##### Source material #####

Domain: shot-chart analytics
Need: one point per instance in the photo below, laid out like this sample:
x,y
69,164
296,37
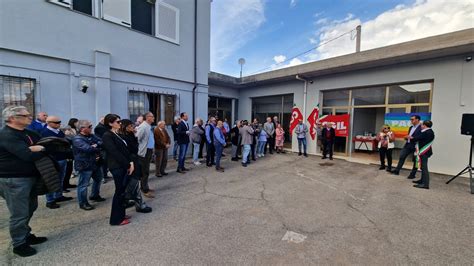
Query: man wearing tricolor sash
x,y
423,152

#####
##### Source material #####

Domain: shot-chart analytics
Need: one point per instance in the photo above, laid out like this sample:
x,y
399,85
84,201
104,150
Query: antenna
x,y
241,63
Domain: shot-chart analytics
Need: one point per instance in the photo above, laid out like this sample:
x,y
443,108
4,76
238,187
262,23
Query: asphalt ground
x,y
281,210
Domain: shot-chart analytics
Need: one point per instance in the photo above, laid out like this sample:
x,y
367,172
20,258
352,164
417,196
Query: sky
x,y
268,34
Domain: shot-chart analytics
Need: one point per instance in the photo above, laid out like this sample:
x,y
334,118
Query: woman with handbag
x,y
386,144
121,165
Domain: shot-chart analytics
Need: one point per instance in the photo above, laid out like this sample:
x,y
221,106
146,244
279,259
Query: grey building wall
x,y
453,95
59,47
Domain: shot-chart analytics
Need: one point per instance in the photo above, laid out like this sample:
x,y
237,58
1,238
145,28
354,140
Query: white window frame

#####

__Problem requirements__
Only the lines above starting at the one containing "Query: grey building wall" and ending at the one containing "Query: white window frame", both included, are to be returned, exactly as they read.

__Response area__
Query: grey building wall
x,y
453,95
59,47
Domain: shot-chart analytics
Need: one point per instance in the photo above, laid out like this sample:
x,y
237,58
1,238
145,28
354,140
Query: white window frame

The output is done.